## Aim of the exercise:
Continue the forum thread below about spurious wakeups, starting right after its final quoted line.

## Document segment:
What excatly is a spurious wakeup? (Was: discussion on barriers)

A. Meijster

unread,

Apr 13, 2001, 6:26:57 AM4/13/01

to

Hi,

I read several times in the newsgroup about people
stating things on 'spurious wakeups'. What do you mean
by that? Does it mean a thread got woken up, while there
was no signal/broadcast? In that case, it seems
to me very hard to write correct threaded programs in the
first place. See, e.g. the discussion we had on barrier
implementations. It is now completely unclear to
me which implementation is correct/wrong.

Can anybody shed some light on this?

Cheers,

Arnold (a.mei...@rc.rug.nl)

Dave Butenhof

unread,

Apr 13, 2001, 7:48:27 AM4/13/01

to

"A. Meijster" wrote:

> I read several times in the newsgroup about people
> stating things on 'spurious wakeups'. What do you mean
> by that? Does it mean a thread got woken up, while there
> was no signal/broadcast? In that case, it seems
> to me very hard to write correct threaded programs in the
> first place. See, e.g. the discussion we had on barrier
> implementations. It is now completely unclear to
> me which implementation is correct/wrong.

## Given records:

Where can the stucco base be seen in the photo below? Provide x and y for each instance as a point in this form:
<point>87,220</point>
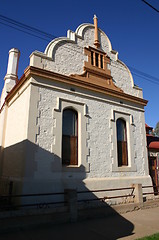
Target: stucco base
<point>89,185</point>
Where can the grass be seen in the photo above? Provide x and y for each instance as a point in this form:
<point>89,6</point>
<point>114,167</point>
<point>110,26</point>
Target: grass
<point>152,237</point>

---

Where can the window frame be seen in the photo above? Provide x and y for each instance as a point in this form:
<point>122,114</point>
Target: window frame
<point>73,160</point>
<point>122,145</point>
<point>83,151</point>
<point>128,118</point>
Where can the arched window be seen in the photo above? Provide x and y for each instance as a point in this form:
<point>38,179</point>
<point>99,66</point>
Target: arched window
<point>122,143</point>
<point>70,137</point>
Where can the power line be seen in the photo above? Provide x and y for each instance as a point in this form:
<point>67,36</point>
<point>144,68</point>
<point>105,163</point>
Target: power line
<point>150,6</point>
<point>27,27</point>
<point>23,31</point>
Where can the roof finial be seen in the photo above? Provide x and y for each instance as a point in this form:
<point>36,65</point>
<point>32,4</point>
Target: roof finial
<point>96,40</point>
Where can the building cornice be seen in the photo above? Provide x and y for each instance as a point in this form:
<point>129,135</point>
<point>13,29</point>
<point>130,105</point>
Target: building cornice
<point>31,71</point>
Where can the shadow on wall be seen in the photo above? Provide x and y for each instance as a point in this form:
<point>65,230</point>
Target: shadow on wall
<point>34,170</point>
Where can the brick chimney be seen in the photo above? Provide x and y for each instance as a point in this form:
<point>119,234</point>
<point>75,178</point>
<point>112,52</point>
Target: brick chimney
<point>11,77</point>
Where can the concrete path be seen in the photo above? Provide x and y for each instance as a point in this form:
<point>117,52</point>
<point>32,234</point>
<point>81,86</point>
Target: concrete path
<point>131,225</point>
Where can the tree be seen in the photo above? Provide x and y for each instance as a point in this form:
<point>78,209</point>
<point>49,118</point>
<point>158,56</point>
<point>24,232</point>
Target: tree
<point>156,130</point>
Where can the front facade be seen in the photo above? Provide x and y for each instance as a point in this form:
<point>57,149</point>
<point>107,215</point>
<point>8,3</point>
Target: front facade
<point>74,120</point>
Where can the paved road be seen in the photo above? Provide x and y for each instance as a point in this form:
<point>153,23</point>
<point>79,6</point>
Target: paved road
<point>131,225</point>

## Exercise result:
Spurious wakeups are two things:

* Write your program carefully, and make sure it works even if you
missed something.
* Support efficient SMP implementations

There may be rare cases where an "absolutely, paranoiacally correct"
implementation of condition wakeup, given simultaneous wait and
signal/broadcast on different processors, would require additional
synchronization that would slow down ALL condition variable operations
while providing no benefit in 99.99999% of all calls. Is it worth the
overhead? No way!

But, really, that's an excuse because we wanted to force people to write
safe code. (Yes, that's the truth.)

What if you've got two threads servicing a work queue. A thread queues
an item, and signals the condition variable to awaken a server thread.
Except only one of the two server threads is waiting. The other, having
just completed a work item, swings back around to look for a new one.
Gee, there's a work item just waiting for it. How convenient!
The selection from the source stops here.